What to produce:
Rewrite the items, from their first line through the line containing "pixel 96 202", as a Markdown table with the columns "Row" and "Line". Number each line and skip blank lines and pictures.

Records for the exercise:
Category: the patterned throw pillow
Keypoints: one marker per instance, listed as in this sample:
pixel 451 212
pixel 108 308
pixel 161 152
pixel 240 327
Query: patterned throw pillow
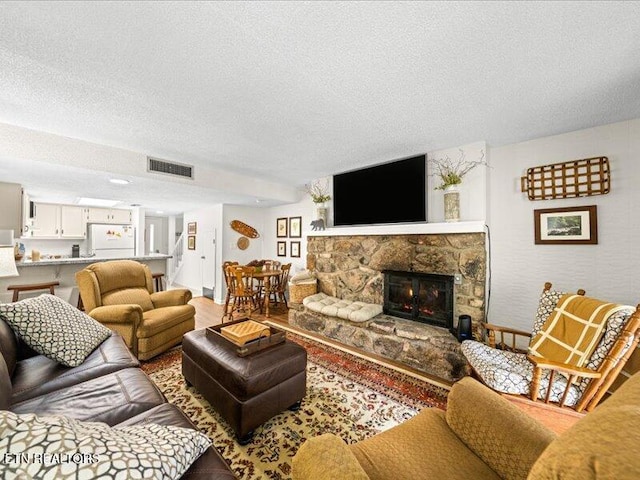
pixel 63 448
pixel 548 301
pixel 55 328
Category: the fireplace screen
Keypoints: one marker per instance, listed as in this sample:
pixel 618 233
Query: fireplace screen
pixel 426 298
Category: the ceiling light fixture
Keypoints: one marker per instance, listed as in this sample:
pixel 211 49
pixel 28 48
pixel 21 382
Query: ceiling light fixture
pixel 96 202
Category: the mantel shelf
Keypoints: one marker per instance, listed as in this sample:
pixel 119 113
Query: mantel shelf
pixel 403 229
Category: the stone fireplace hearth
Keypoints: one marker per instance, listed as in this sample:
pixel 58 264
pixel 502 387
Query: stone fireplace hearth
pixel 351 268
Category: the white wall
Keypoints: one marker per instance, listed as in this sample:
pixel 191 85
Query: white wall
pixel 473 207
pixel 208 220
pixel 608 270
pixel 306 209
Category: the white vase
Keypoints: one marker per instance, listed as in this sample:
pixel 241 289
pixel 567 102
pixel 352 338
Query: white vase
pixel 451 204
pixel 321 212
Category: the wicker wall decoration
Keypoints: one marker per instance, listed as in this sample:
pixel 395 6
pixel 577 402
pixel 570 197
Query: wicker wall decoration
pixel 576 178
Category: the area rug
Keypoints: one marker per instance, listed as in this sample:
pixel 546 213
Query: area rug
pixel 346 395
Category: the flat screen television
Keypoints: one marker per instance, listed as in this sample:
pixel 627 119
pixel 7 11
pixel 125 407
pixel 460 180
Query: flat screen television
pixel 393 192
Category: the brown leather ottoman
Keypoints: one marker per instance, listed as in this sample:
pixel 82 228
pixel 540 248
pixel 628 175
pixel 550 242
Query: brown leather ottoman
pixel 246 391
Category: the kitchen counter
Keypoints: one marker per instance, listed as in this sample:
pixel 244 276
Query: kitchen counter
pixel 87 260
pixel 63 270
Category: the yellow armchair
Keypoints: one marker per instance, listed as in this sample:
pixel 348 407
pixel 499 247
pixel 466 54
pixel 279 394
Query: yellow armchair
pixel 119 294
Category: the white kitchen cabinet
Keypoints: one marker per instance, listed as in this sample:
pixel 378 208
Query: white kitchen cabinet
pixel 98 215
pixel 108 215
pixel 45 222
pixel 11 208
pixel 56 221
pixel 72 222
pixel 121 216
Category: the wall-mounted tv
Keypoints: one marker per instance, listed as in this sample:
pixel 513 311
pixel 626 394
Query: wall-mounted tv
pixel 393 192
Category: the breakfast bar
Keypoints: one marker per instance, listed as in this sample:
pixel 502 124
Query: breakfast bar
pixel 63 270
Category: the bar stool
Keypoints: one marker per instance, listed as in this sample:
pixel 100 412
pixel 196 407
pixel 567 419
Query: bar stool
pixel 34 286
pixel 157 278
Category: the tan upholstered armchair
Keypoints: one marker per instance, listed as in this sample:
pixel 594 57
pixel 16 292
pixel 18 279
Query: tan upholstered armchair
pixel 119 294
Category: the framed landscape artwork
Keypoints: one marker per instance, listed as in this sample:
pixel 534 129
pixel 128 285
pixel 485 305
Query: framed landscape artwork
pixel 295 227
pixel 571 226
pixel 281 228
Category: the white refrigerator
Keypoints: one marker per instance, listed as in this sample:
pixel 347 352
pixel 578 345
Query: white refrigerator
pixel 111 241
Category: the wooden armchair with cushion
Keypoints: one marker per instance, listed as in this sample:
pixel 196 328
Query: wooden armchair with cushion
pixel 484 436
pixel 119 294
pixel 578 345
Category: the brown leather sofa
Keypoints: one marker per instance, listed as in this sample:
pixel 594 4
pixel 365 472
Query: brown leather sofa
pixel 108 387
pixel 119 294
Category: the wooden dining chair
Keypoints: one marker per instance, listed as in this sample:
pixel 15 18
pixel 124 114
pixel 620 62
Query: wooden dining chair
pixel 243 294
pixel 279 289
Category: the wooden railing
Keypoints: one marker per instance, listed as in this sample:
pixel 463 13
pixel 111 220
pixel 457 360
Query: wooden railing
pixel 175 262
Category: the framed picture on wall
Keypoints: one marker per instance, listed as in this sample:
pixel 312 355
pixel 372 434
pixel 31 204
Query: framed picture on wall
pixel 281 228
pixel 295 249
pixel 295 227
pixel 571 226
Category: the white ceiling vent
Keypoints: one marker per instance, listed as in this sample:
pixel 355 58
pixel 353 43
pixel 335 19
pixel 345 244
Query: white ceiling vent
pixel 156 165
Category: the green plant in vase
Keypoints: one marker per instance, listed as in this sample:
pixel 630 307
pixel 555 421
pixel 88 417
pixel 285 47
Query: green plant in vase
pixel 451 172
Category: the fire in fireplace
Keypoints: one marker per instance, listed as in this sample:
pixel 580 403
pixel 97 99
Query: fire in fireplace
pixel 422 297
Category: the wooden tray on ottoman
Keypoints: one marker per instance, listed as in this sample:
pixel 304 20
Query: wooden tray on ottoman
pixel 247 336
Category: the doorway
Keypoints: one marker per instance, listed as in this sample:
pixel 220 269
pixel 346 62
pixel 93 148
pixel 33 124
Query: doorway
pixel 156 235
pixel 208 263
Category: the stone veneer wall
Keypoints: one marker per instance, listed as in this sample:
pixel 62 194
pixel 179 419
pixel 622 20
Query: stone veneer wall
pixel 350 267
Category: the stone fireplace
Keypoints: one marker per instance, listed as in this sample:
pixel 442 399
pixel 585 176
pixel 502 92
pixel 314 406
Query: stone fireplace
pixel 422 297
pixel 352 267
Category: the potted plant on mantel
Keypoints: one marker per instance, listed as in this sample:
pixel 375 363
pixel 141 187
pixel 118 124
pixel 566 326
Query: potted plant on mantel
pixel 451 174
pixel 319 193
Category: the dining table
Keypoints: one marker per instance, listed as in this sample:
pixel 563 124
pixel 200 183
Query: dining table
pixel 266 276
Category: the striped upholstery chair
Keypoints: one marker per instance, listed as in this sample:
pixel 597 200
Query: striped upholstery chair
pixel 509 369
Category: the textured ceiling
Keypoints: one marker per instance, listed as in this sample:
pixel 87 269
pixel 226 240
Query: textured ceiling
pixel 293 91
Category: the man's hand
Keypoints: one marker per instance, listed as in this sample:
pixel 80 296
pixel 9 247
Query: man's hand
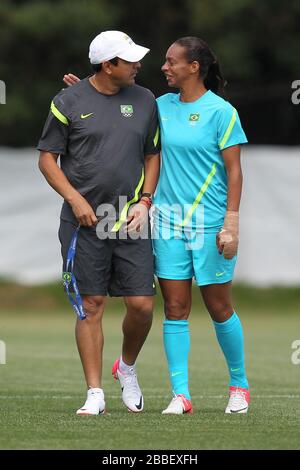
pixel 70 79
pixel 137 218
pixel 83 211
pixel 228 237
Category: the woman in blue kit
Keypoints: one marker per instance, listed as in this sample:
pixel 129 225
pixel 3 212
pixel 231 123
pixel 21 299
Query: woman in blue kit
pixel 196 215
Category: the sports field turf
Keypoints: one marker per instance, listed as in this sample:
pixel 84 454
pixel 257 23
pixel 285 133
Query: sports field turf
pixel 41 385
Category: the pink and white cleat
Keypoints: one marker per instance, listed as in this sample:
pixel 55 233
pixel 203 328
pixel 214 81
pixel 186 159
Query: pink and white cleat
pixel 239 399
pixel 179 405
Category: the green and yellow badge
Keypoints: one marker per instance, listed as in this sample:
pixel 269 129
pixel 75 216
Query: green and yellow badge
pixel 126 110
pixel 194 117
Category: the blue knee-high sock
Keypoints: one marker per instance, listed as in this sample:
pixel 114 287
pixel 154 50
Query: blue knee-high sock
pixel 177 346
pixel 231 340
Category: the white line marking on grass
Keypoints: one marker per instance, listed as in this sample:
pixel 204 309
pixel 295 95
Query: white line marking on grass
pixel 71 397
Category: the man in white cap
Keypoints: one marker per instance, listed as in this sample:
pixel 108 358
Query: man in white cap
pixel 105 131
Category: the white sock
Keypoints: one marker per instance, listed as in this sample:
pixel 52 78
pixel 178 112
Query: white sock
pixel 92 391
pixel 125 368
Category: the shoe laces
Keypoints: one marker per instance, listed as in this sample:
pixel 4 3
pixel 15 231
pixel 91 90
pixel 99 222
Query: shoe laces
pixel 237 397
pixel 130 380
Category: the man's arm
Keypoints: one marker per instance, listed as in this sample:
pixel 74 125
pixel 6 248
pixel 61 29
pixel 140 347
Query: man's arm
pixel 59 182
pixel 70 79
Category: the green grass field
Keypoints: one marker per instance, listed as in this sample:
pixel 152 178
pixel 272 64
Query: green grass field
pixel 42 382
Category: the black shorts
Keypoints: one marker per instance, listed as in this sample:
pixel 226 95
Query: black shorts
pixel 117 267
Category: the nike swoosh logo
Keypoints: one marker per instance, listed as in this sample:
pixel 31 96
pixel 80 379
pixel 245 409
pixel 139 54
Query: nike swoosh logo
pixel 139 406
pixel 237 411
pixel 175 373
pixel 83 116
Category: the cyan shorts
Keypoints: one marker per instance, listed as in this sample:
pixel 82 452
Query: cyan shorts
pixel 184 257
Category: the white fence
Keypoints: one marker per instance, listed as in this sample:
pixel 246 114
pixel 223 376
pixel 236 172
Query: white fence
pixel 270 218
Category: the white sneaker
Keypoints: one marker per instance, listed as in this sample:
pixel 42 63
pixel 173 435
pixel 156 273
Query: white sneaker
pixel 239 399
pixel 94 404
pixel 131 393
pixel 179 405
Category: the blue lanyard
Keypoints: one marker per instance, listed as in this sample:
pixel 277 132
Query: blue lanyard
pixel 69 278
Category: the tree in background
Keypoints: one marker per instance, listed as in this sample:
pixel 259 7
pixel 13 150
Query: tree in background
pixel 256 41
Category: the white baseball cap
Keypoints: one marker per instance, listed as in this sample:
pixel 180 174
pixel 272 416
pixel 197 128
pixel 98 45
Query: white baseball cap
pixel 111 44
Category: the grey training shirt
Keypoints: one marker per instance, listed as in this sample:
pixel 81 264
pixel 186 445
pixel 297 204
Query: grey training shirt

Reply:
| Row | Line |
|---|---|
| 1 | Category: the patterned throw pillow |
| 2 | Keypoints: one marker per instance, listed as in this sample: |
| 3 | pixel 451 212 |
| 4 | pixel 108 308 |
| 5 | pixel 161 152 |
| 6 | pixel 240 327 |
| 7 | Query: patterned throw pillow |
| 8 | pixel 63 448 |
| 9 | pixel 548 301 |
| 10 | pixel 55 328 |
| 11 | Category: the fireplace screen |
| 12 | Keypoints: one marker per instance, listed as in this sample: |
| 13 | pixel 618 233 |
| 14 | Query: fireplace screen |
| 15 | pixel 426 298 |
| 16 | Category: the ceiling light fixture |
| 17 | Keypoints: one marker per instance, listed as in this sample: |
| 18 | pixel 211 49 |
| 19 | pixel 28 48 |
| 20 | pixel 21 382 |
| 21 | Query: ceiling light fixture |
| 22 | pixel 96 202 |